▸ Stated problem
In the material below, copy out verbatim every line from the one containing "Get dark trousers." through the one containing "Get metal pole.", including both of those lines.
:: Listed entries
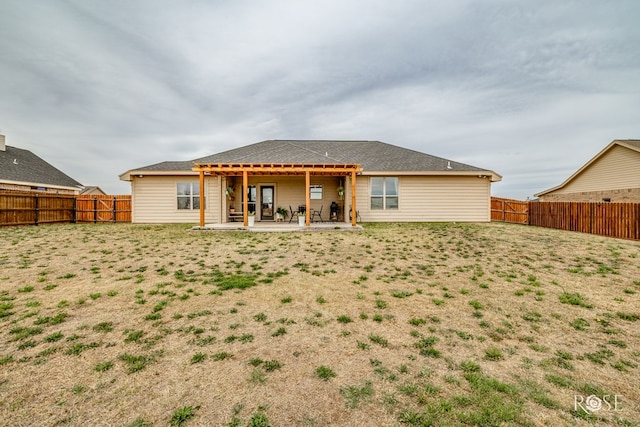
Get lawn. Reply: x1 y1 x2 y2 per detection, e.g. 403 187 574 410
::::
:: Listed entries
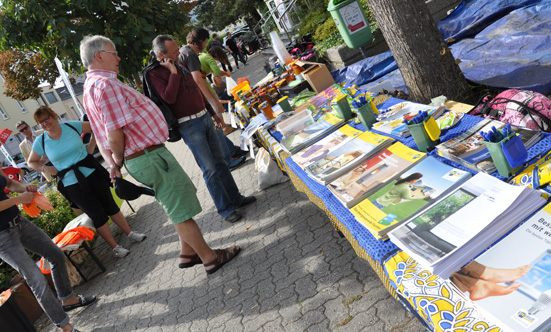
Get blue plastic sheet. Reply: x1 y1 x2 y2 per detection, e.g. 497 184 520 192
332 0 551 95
::::
:: Listed entries
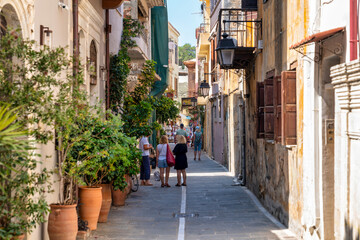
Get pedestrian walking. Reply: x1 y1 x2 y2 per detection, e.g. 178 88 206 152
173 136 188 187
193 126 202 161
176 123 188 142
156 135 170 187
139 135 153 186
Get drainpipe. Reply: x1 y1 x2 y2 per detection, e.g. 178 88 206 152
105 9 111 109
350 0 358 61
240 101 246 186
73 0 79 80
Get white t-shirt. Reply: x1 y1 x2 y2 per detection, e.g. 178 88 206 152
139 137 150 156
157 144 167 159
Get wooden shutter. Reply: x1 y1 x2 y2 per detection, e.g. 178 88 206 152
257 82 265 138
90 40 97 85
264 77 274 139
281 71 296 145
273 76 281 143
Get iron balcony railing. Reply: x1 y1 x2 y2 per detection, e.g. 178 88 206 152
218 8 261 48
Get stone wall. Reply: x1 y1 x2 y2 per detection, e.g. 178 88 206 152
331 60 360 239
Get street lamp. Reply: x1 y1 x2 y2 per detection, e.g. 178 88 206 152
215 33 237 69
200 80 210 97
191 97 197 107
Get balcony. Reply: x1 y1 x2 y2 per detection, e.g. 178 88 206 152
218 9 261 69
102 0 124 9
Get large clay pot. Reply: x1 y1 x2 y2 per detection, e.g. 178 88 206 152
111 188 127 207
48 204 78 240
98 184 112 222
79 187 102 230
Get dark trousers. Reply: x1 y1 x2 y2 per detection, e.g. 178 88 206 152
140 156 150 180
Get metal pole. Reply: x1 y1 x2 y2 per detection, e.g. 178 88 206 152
::::
▸ Exercise response
Get dark trousers. Reply: x1 y1 x2 y2 per detection, e.g. 178 88 206 152
140 156 150 180
Get metal pole. Reply: x1 y1 x2 y2 per detection, e.g. 178 88 206 152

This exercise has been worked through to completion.